What is required. Switch every "dot" to "point" in the entries from the line containing "Would you be so kind as to locate the hazy" through the end, inclusive, and reproduce those lines with nothing else changed.
— START Record set —
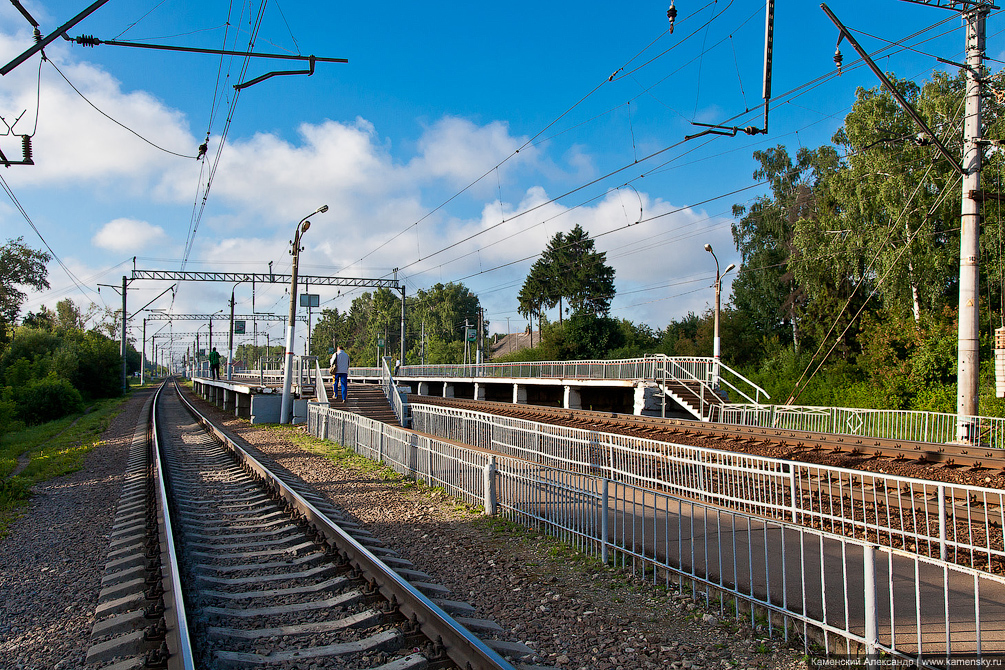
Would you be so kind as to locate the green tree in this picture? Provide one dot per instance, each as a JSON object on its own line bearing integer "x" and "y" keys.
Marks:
{"x": 766, "y": 291}
{"x": 20, "y": 265}
{"x": 890, "y": 215}
{"x": 569, "y": 269}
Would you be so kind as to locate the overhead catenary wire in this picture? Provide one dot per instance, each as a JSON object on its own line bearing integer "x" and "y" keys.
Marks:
{"x": 113, "y": 120}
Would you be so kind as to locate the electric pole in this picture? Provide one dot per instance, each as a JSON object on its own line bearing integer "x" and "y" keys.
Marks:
{"x": 974, "y": 13}
{"x": 970, "y": 223}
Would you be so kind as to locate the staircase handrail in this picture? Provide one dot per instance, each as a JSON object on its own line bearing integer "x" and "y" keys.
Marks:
{"x": 320, "y": 389}
{"x": 394, "y": 396}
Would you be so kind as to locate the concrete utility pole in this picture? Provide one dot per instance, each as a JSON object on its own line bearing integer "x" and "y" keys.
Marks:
{"x": 286, "y": 410}
{"x": 125, "y": 384}
{"x": 230, "y": 347}
{"x": 969, "y": 358}
{"x": 974, "y": 13}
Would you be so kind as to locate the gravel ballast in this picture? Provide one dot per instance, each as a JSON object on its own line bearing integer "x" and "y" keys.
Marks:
{"x": 52, "y": 560}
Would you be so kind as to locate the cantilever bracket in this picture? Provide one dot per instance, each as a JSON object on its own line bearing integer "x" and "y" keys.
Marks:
{"x": 728, "y": 131}
{"x": 25, "y": 153}
{"x": 251, "y": 82}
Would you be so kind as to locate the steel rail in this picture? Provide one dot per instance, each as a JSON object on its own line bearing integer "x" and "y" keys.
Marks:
{"x": 462, "y": 647}
{"x": 179, "y": 641}
{"x": 951, "y": 455}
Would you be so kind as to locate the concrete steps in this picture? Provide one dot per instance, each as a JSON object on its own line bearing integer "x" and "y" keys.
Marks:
{"x": 367, "y": 400}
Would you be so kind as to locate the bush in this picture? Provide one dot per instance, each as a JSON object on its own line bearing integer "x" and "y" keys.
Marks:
{"x": 46, "y": 399}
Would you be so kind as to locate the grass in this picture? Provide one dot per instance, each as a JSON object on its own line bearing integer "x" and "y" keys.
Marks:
{"x": 53, "y": 449}
{"x": 338, "y": 454}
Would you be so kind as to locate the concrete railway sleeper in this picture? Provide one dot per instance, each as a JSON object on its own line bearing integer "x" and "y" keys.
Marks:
{"x": 266, "y": 573}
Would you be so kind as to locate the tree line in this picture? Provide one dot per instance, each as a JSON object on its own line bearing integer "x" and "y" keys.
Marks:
{"x": 50, "y": 364}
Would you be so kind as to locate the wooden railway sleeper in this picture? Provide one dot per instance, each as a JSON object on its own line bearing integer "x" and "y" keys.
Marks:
{"x": 157, "y": 658}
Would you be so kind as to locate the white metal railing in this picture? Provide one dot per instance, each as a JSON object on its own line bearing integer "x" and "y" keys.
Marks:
{"x": 931, "y": 517}
{"x": 918, "y": 426}
{"x": 891, "y": 601}
{"x": 394, "y": 395}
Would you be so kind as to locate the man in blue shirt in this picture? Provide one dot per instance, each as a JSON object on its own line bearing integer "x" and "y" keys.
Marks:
{"x": 340, "y": 372}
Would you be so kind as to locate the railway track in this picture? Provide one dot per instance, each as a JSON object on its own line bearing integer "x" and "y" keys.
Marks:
{"x": 949, "y": 455}
{"x": 918, "y": 518}
{"x": 250, "y": 569}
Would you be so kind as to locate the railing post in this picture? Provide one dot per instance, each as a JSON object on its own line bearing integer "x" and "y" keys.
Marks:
{"x": 871, "y": 615}
{"x": 792, "y": 492}
{"x": 604, "y": 506}
{"x": 489, "y": 473}
{"x": 942, "y": 521}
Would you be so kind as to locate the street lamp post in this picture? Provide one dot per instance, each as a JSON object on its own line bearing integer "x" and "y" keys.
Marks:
{"x": 717, "y": 343}
{"x": 286, "y": 410}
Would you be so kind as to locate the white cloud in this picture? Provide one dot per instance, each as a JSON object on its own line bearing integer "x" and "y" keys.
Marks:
{"x": 130, "y": 235}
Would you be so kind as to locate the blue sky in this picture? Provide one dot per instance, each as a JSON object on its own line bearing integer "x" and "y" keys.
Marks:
{"x": 412, "y": 143}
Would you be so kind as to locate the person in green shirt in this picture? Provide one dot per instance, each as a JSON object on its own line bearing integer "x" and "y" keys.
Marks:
{"x": 214, "y": 364}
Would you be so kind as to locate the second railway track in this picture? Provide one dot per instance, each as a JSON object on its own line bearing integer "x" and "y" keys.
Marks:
{"x": 273, "y": 576}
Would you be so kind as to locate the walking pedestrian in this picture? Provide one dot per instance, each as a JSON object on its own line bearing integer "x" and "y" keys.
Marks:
{"x": 339, "y": 367}
{"x": 214, "y": 364}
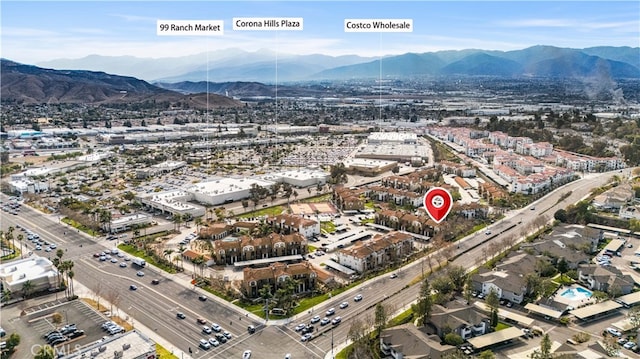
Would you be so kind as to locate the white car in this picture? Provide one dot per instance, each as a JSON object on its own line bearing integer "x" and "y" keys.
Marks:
{"x": 300, "y": 326}
{"x": 614, "y": 332}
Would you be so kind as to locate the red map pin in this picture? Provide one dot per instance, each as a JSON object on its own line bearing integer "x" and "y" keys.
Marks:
{"x": 438, "y": 203}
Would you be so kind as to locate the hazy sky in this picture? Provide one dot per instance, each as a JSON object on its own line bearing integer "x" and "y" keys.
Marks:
{"x": 38, "y": 31}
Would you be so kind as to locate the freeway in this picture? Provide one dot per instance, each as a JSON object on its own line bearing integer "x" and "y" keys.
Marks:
{"x": 156, "y": 306}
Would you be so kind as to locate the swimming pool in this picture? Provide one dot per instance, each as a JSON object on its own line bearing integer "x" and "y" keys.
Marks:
{"x": 576, "y": 293}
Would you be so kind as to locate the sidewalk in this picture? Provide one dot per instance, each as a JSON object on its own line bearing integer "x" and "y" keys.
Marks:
{"x": 84, "y": 292}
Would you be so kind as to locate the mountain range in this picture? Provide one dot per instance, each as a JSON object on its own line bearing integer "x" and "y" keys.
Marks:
{"x": 260, "y": 66}
{"x": 31, "y": 84}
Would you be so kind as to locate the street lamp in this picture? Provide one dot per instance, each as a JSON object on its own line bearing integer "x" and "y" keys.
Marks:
{"x": 332, "y": 357}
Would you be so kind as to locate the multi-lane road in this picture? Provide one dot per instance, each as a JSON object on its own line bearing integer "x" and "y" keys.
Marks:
{"x": 155, "y": 306}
— END Record set —
Reply.
Would you be so kind as to locate the hazy sky in this picture? Provide one point per instance, each as a JSON object on its own line bearing integer "x" and "y" keys.
Marks:
{"x": 38, "y": 31}
Would you be so kind as to locate the freeway in this picture? Provide one point per instance, each as a JSON object on its own line bearing integer "x" and "y" keys.
Marks:
{"x": 156, "y": 306}
Would you be so kind as to locate the swimming pool in this picture? Provide one point per instance, each as a JSON object on its own line bearing integer "x" and "y" keys.
Marks:
{"x": 576, "y": 293}
Would you be so kind as to locate the sidewalk in this picture? Provide one point per instance, each as a JSON object on its own line bearing integer "x" and "y" keys.
Marks:
{"x": 84, "y": 292}
Would you be so kind as to locate the mountain range in this picture? Provide one point per instance, each as a JSON object on its own line bearing integer "x" and "y" keys.
Marks:
{"x": 260, "y": 66}
{"x": 31, "y": 84}
Would you be so kind as to locate the street lamp in this picture? Provide one point per instance, each as a JSON object on its own line bearing integer "x" and "y" keys.
Marks:
{"x": 332, "y": 357}
Would you be so kind as to locate the multi-lane road in this picture? Provide one point per instance, each as a JSON object on its own line bearing integer "x" and "y" keys.
Marks:
{"x": 155, "y": 306}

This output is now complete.